● **Testo fornito**
^^^^
“I’m a Barbie girl, in a Barbie world. Life in plastic, it’s fantastic.“
Alte, bionde e snelle: chi non ha mai avuto una Barbie? Io personalmente ne ho una scatola piena: bionde, more, alte, basse, versione natalizia o da infermiera, ovviamente con gadget annessi come strumenti del mestiere, borsette, cagnolini, pattini e ginocchiere.
Mai andata fuori moda ma tornata ancora di più alla ribalta questa estate con il film campione d’incassi Barbie della Warner Bros. La bambola più venduta e conosciuta al mondo viene commercializzata dalla Mattel a partire dal 9 marzo 1959. L’idea nasce da Ruth Handler, moglie del co-fondatore della Mattel. Mentre guardava sua figlia Barbara (che ispira il nome Barbie) giocare con bambole di carta, si rende conto che le faceva impersonare ruoli da adulti. All’epoca infatti la maggior parte delle bambole rappresentavano neonati o bambini, nel mercato mancava una bambola adulta e la Barbie arriva ad occupare quel posto.
^^^^
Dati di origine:
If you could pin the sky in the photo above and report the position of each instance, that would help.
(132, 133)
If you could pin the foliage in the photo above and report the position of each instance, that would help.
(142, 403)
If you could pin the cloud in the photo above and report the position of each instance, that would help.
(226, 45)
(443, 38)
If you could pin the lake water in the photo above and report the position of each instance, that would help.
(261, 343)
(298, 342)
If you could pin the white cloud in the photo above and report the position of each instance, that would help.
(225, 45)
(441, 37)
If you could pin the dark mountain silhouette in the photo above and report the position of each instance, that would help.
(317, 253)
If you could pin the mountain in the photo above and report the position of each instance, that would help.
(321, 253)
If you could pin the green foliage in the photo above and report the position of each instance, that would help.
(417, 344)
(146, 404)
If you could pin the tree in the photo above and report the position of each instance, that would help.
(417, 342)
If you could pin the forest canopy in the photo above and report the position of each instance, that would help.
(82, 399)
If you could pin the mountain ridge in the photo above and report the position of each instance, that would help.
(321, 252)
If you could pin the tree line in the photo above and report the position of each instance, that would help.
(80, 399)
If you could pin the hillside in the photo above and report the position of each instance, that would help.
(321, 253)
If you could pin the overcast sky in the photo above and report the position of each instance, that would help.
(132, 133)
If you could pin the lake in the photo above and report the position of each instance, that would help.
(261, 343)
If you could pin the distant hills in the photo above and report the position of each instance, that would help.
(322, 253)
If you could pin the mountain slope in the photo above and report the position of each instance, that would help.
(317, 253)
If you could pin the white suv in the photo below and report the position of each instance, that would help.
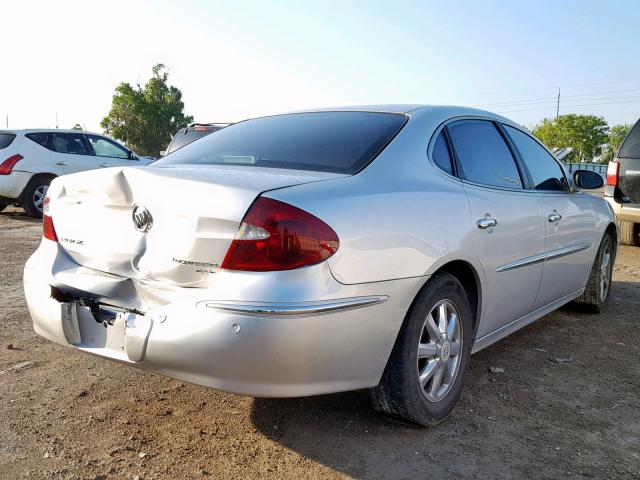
(30, 159)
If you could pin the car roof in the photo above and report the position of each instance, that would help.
(412, 108)
(47, 130)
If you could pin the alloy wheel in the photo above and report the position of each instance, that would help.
(439, 350)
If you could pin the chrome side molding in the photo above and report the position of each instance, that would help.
(550, 255)
(296, 308)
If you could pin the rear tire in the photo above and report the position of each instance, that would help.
(630, 233)
(422, 350)
(598, 290)
(34, 194)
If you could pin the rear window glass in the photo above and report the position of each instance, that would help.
(631, 145)
(6, 139)
(340, 142)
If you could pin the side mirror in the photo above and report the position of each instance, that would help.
(587, 179)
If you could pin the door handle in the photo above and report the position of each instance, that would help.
(484, 223)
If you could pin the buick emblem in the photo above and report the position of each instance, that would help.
(142, 218)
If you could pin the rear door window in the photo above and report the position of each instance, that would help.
(71, 143)
(41, 138)
(6, 139)
(544, 169)
(483, 155)
(339, 142)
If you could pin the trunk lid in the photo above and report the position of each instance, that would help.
(187, 217)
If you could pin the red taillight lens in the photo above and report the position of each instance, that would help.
(48, 230)
(9, 163)
(612, 173)
(278, 236)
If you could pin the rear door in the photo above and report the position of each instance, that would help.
(507, 228)
(568, 218)
(71, 153)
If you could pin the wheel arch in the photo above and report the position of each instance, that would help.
(470, 280)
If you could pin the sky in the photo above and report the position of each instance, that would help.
(240, 59)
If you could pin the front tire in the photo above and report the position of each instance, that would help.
(598, 289)
(34, 195)
(425, 373)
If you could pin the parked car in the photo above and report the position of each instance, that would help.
(31, 159)
(192, 133)
(623, 187)
(323, 251)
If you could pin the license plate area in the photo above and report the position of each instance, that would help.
(113, 333)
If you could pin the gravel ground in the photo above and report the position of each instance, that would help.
(69, 415)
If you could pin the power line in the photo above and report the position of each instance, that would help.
(573, 105)
(568, 98)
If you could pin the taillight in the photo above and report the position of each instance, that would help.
(9, 163)
(612, 173)
(278, 236)
(48, 230)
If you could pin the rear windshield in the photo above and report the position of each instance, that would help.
(6, 139)
(631, 146)
(185, 137)
(340, 142)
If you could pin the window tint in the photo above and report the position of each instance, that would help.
(103, 147)
(441, 155)
(341, 142)
(544, 169)
(483, 154)
(70, 143)
(6, 139)
(41, 138)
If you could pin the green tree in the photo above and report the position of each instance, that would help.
(616, 136)
(146, 118)
(586, 134)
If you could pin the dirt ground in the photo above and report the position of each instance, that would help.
(70, 415)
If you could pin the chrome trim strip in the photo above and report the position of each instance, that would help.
(524, 262)
(562, 252)
(553, 254)
(295, 308)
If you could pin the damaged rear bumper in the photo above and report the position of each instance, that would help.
(326, 337)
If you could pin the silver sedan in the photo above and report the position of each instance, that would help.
(323, 251)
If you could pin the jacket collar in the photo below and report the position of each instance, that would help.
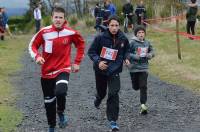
(62, 27)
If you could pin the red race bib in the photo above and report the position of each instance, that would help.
(108, 53)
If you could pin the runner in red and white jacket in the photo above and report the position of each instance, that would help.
(56, 49)
(56, 41)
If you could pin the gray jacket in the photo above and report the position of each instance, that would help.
(140, 53)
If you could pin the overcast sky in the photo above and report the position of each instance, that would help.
(14, 3)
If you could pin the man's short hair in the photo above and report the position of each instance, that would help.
(113, 17)
(193, 1)
(139, 28)
(58, 9)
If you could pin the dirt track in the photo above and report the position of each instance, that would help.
(171, 108)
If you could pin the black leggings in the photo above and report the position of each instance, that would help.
(113, 84)
(55, 91)
(139, 82)
(190, 27)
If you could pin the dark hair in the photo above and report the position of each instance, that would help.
(58, 9)
(139, 28)
(193, 1)
(113, 17)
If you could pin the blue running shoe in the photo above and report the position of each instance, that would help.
(51, 129)
(62, 120)
(144, 109)
(114, 126)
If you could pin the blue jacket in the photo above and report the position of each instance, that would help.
(119, 42)
(112, 9)
(139, 58)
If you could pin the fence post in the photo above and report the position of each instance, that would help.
(178, 39)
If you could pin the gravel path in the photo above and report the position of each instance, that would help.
(171, 108)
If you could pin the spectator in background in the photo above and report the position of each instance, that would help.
(5, 17)
(109, 10)
(38, 17)
(110, 6)
(191, 17)
(2, 25)
(140, 13)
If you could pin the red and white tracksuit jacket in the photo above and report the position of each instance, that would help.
(56, 49)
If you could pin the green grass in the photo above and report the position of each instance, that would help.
(11, 51)
(168, 67)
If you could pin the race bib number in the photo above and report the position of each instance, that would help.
(142, 51)
(108, 53)
(48, 46)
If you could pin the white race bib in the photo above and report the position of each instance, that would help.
(142, 51)
(108, 53)
(48, 46)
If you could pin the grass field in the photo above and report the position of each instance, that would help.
(167, 66)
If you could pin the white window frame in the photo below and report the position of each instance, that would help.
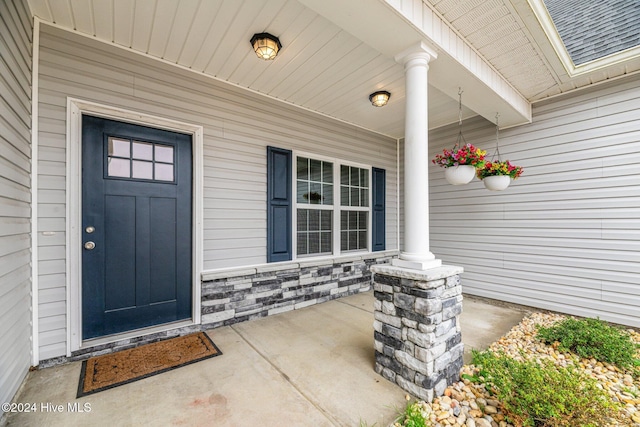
(335, 207)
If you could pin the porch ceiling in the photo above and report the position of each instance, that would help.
(334, 54)
(321, 67)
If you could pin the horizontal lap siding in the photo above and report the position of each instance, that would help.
(15, 196)
(566, 235)
(238, 126)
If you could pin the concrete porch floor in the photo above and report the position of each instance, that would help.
(309, 367)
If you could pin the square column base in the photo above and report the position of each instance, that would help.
(418, 343)
(416, 265)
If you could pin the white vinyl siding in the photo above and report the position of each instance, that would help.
(238, 126)
(566, 235)
(15, 196)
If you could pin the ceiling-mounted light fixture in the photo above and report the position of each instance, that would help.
(266, 45)
(380, 98)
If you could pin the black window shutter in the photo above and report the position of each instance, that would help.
(378, 232)
(278, 205)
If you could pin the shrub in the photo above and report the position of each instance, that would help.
(592, 338)
(415, 414)
(543, 394)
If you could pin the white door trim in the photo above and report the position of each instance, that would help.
(75, 109)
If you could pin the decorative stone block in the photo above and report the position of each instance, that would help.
(419, 346)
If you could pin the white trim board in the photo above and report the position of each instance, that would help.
(75, 109)
(35, 70)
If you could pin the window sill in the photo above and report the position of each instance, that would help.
(293, 265)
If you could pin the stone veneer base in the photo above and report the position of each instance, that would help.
(418, 344)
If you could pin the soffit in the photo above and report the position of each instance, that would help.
(321, 67)
(508, 35)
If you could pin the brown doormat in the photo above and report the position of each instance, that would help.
(111, 370)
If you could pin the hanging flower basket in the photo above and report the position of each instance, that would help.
(460, 163)
(497, 182)
(497, 176)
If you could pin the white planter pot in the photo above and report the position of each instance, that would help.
(458, 175)
(497, 182)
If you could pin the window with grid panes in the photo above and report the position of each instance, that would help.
(354, 208)
(314, 197)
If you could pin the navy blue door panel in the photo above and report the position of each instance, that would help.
(378, 232)
(140, 272)
(279, 205)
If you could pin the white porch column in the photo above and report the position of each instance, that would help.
(416, 254)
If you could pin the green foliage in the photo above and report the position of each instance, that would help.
(592, 338)
(543, 394)
(413, 415)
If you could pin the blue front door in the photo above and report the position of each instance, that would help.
^^^^
● **Sfida A**
Secondo il testo sulla Barbie, da quale data la Mattel commercializza la bambola?
● **Sfida B**
Ripeti alla lettera il passo del testo sulla Barbie che comincia da "Mai andata fuori" e finisce con "occupare quel posto.".

● **Risultato corretto A**
Dal 9 marzo 1959.

● **Risultato corretto B**
Mai andata fuori moda ma tornata ancora di più alla ribalta questa estate con il film campione d’incassi Barbie della Warner Bros. La bambola più venduta e conosciuta al mondo viene commercializzata dalla Mattel a partire dal 9 marzo 1959. L’idea nasce da Ruth Handler, moglie del co-fondatore della Mattel. Mentre guardava sua figlia Barbara (che ispira il nome Barbie) giocare con bambole di carta, si rende conto che le faceva impersonare ruoli da adulti. All’epoca infatti la maggior parte delle bambole rappresentavano neonati o bambini, nel mercato mancava una bambola adulta e la Barbie arriva ad occupare quel posto.